Entries provided>

────

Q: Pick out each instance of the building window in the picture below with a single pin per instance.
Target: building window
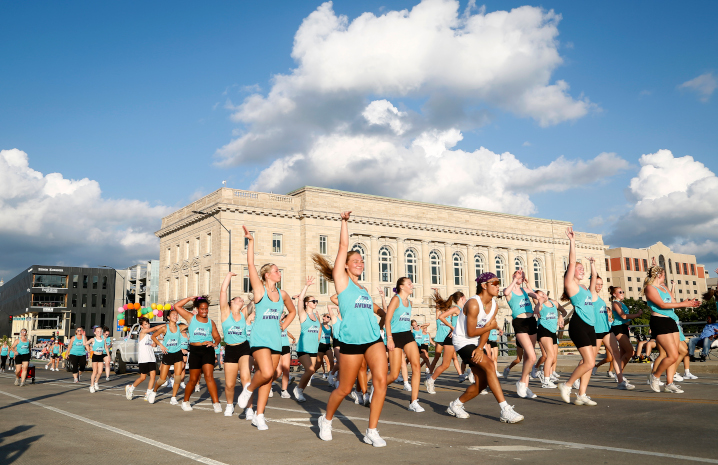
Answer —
(458, 269)
(323, 245)
(276, 243)
(360, 249)
(500, 270)
(435, 267)
(385, 271)
(411, 265)
(538, 274)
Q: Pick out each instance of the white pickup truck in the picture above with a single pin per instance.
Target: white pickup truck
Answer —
(125, 349)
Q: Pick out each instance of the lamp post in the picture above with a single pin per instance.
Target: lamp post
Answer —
(229, 231)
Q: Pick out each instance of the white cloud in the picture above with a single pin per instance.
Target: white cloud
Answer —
(703, 85)
(49, 219)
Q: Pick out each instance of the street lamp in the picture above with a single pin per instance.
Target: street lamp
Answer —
(229, 288)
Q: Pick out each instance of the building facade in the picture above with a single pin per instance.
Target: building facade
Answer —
(627, 268)
(53, 300)
(437, 246)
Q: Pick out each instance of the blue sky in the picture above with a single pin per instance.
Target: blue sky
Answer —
(135, 96)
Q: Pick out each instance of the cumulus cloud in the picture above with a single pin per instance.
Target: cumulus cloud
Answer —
(46, 218)
(675, 203)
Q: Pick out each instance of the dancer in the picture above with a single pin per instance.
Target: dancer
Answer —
(21, 347)
(663, 326)
(98, 345)
(451, 307)
(469, 339)
(580, 330)
(203, 338)
(361, 340)
(401, 341)
(266, 339)
(525, 327)
(308, 338)
(171, 346)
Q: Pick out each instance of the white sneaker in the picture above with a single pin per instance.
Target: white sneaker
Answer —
(456, 409)
(229, 410)
(372, 437)
(325, 428)
(508, 415)
(584, 400)
(415, 407)
(299, 394)
(259, 422)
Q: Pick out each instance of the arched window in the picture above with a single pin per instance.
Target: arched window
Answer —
(435, 267)
(538, 274)
(412, 268)
(458, 269)
(385, 274)
(501, 270)
(360, 248)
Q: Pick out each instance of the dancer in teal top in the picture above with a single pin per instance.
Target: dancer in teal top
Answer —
(266, 339)
(359, 334)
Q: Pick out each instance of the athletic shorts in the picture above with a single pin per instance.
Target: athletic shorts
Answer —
(170, 358)
(147, 368)
(359, 349)
(581, 333)
(323, 348)
(233, 353)
(620, 329)
(402, 338)
(200, 356)
(662, 325)
(524, 325)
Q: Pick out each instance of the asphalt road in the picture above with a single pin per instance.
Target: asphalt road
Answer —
(56, 421)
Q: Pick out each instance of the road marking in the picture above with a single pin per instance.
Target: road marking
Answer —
(183, 453)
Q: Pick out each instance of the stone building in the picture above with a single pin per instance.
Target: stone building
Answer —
(438, 246)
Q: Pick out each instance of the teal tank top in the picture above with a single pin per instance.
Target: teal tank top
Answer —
(172, 341)
(583, 305)
(549, 317)
(234, 331)
(268, 332)
(666, 298)
(520, 304)
(78, 348)
(309, 337)
(357, 311)
(617, 320)
(200, 332)
(602, 324)
(401, 319)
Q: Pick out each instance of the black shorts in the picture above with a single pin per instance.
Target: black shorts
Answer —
(620, 329)
(232, 354)
(200, 356)
(402, 338)
(147, 368)
(581, 333)
(170, 358)
(524, 325)
(323, 348)
(662, 325)
(359, 349)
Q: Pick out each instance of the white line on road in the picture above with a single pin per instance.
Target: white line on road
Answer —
(183, 453)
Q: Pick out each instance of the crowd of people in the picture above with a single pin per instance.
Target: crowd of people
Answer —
(370, 344)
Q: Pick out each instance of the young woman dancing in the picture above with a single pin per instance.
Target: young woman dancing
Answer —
(400, 340)
(266, 340)
(476, 320)
(580, 330)
(525, 327)
(203, 338)
(361, 340)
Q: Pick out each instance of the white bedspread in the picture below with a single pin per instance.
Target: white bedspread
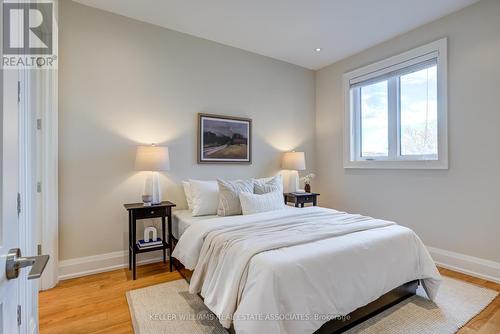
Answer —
(289, 271)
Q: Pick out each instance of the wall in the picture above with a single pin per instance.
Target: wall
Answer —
(124, 82)
(455, 210)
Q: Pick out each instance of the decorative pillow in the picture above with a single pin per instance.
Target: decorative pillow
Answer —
(254, 203)
(268, 184)
(187, 191)
(204, 197)
(229, 202)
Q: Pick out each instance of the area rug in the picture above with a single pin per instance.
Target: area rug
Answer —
(170, 308)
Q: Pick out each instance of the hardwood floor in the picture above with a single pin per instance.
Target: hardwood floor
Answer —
(97, 303)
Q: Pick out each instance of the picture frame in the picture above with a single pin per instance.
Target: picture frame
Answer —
(224, 139)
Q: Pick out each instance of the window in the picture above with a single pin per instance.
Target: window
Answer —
(396, 111)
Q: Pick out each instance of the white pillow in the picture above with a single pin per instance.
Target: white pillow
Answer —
(204, 197)
(187, 191)
(268, 184)
(254, 203)
(229, 202)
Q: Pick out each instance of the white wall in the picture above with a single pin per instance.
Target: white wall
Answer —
(456, 209)
(124, 82)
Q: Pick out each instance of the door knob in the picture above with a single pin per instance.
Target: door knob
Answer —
(15, 262)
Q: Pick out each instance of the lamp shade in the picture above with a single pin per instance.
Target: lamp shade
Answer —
(294, 161)
(152, 158)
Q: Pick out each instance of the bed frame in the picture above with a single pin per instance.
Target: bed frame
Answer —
(354, 318)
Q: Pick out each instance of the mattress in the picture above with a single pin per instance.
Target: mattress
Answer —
(182, 219)
(256, 267)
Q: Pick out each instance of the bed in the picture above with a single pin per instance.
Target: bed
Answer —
(293, 270)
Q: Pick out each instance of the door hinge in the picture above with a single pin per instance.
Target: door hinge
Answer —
(18, 204)
(19, 315)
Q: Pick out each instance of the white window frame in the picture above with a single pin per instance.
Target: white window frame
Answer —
(352, 157)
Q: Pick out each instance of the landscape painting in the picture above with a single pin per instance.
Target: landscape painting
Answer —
(224, 139)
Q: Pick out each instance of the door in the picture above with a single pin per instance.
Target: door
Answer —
(9, 226)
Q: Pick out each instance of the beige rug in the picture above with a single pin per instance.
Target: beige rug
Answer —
(169, 308)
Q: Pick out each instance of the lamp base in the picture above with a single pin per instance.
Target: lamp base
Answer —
(291, 181)
(152, 189)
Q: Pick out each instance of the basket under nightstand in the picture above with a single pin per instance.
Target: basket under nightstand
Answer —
(138, 211)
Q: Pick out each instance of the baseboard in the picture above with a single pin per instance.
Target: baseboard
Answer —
(95, 264)
(82, 266)
(466, 264)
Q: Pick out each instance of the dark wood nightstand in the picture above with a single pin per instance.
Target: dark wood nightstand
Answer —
(138, 211)
(299, 199)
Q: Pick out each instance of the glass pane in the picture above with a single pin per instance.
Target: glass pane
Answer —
(374, 120)
(419, 112)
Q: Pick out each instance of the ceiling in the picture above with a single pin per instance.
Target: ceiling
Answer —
(288, 30)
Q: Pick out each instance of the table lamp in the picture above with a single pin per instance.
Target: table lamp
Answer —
(293, 161)
(153, 159)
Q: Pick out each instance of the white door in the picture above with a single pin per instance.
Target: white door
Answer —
(9, 220)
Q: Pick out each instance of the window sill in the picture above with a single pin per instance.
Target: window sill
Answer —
(401, 164)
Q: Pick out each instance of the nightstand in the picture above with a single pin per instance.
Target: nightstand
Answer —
(299, 199)
(138, 211)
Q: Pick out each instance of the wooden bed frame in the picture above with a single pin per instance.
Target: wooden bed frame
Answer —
(354, 318)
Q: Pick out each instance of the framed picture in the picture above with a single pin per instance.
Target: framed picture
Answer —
(224, 139)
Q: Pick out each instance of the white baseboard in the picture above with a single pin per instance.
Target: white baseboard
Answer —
(89, 265)
(466, 264)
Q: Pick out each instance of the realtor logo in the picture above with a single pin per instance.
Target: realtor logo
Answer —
(28, 38)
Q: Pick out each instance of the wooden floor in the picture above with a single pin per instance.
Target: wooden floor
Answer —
(97, 304)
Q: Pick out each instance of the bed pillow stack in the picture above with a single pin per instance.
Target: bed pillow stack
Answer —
(255, 203)
(229, 201)
(204, 197)
(223, 197)
(268, 184)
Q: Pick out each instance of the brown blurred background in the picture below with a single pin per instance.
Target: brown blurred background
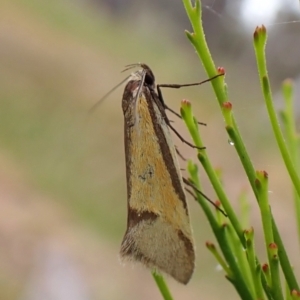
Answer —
(62, 175)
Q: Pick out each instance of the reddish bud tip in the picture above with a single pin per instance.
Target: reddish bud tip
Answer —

────

What to produce> Write out the listing from the line containing "Q: Pick out each instance of the bed pillow" through the end of the listing, both ends included, and leave the pictures out of your answer.

Result of the task>
Q: Pick out each instance of the bed pillow stack in the picture above with a single pin per instance.
Target: bed pillow stack
Answer —
(255, 203)
(229, 201)
(204, 197)
(223, 197)
(268, 184)
Q: Pick out each instance of the brown blurred background in the picture below with a single pin per instance.
Target: brown blurred background
Answer —
(62, 175)
Q: Pick out each instance of the reddish bud tip in the picture above with a single pin per instance.
Target: reddish bud tip
Answer —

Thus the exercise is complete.